Work task
When you write out the material, keep every line exactly as it is.

(Beginning of Listed records)

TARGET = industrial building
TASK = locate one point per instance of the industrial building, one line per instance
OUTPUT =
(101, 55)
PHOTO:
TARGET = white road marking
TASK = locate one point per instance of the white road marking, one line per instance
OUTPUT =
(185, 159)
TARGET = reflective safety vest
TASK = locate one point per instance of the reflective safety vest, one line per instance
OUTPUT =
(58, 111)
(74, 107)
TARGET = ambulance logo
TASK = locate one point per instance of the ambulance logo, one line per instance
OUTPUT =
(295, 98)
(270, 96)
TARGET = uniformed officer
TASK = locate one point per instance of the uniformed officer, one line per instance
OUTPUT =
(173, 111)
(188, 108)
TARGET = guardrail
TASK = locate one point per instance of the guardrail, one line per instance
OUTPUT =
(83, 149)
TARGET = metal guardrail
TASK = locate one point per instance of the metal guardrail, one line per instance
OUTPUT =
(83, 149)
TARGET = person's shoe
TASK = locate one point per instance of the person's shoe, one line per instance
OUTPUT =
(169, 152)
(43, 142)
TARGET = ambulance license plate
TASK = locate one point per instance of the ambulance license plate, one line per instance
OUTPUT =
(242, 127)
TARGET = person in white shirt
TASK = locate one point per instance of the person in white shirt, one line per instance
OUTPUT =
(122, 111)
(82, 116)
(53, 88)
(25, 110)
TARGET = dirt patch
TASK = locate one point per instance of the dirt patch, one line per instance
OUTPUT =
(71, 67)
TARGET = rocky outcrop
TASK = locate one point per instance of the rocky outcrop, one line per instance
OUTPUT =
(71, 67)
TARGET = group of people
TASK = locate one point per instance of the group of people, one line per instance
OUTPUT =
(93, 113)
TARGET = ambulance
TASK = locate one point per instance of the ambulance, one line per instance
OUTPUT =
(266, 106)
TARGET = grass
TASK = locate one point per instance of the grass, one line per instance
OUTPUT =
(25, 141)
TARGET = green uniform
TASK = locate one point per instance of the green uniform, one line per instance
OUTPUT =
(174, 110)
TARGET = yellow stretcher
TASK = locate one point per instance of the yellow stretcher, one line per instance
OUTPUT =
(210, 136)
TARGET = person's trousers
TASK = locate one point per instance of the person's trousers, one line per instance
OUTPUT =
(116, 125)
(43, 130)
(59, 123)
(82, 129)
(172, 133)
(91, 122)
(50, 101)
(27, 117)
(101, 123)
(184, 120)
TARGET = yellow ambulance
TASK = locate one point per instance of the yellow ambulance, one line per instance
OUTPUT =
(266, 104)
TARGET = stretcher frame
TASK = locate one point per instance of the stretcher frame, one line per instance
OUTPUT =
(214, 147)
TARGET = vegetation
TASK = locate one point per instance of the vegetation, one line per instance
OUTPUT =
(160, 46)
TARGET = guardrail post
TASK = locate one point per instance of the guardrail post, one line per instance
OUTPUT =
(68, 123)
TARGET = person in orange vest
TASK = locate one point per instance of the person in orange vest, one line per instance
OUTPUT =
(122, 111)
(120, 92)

(End of Listed records)

Result below
TARGET = industrial building
TASK = locate one point per instance of the industrial building, one line per instance
OUTPUT =
(101, 55)
PHOTO:
TARGET = white road marking
TASK = locate one point per instance of the white road marking, one line per instance
OUTPUT =
(185, 159)
TARGET = reflective safety vest
TASK = locate one point per instance of the reflective safety vest, one line per instance
OUTPUT =
(58, 111)
(74, 107)
TARGET = ambulance logo
TASK = locate one point per instance of the ambulance logo, one line per instance
OUTPUT =
(295, 98)
(270, 96)
TARGET = uniformed officer
TASK = locate one point per instance of the uniformed officer, one line per instance
OUTPUT =
(173, 111)
(188, 108)
TARGET = guardrail
TASK = locate one point per instance of the guardrail, one line per instance
OUTPUT =
(83, 149)
TARGET = metal guardrail
TASK = locate one point per instance of the metal guardrail, one line per instance
OUTPUT =
(83, 149)
TARGET = person's shoe
TASK = locate one point per instance of the person's shoe, one line per instance
OUTPUT =
(169, 152)
(43, 142)
TARGET = ambulance license plate
TASK = locate one point per instance of the ambulance license plate, one line per instance
OUTPUT =
(242, 127)
TARGET = person in white shirt
TASK = locate one point per instance of the person in white shirt, one line per instance
OUTPUT =
(122, 111)
(82, 116)
(53, 88)
(25, 110)
TARGET = dirt patch
TASK = locate one point per instance of the dirt patch, one line per instance
OUTPUT =
(71, 67)
TARGET = rocky outcrop
TASK = locate one point per instance of the rocky outcrop, one line per instance
OUTPUT =
(71, 67)
TARGET = group of people
TASK = locate one point per instance of the group of people, one line per instance
OUTPUT =
(93, 113)
TARGET = ambulance
TASK = locate one point per instance of the ambulance, one line per instance
OUTPUT =
(266, 106)
TARGET = grass
TASK = locate one point per instance of the grass, one line per instance
OUTPUT =
(25, 141)
TARGET = green uniform
TASK = locate one point per instance of the green uniform, one line per instance
OUTPUT =
(174, 110)
TARGET = yellow stretcher
TASK = locate one point per instance of the yellow stretcher, one line per instance
OUTPUT =
(210, 136)
TARGET = person's trousers
TASK = locate one point per instance of the person's trousers, one line per instance
OUTPUT =
(116, 125)
(43, 130)
(59, 123)
(82, 129)
(172, 133)
(91, 122)
(50, 101)
(27, 117)
(101, 123)
(184, 120)
TARGET = yellow ambulance
TASK = locate one point per instance of the yellow ambulance, one line per instance
OUTPUT =
(266, 104)
TARGET = stretcher frame
TASK = locate one point per instance of the stretcher frame, one line per instance
OUTPUT =
(214, 147)
TARGET = vegetation
TASK = locate one point per instance of the vegetation, one line per instance
OUTPUT =
(160, 46)
TARGET = guardrail post
TASK = locate one point per instance of the guardrail post, one line per instance
OUTPUT =
(68, 123)
TARGET = person in orange vest
TASK = locate one point per instance of the person in orange vest, one line per instance
OUTPUT =
(122, 111)
(120, 92)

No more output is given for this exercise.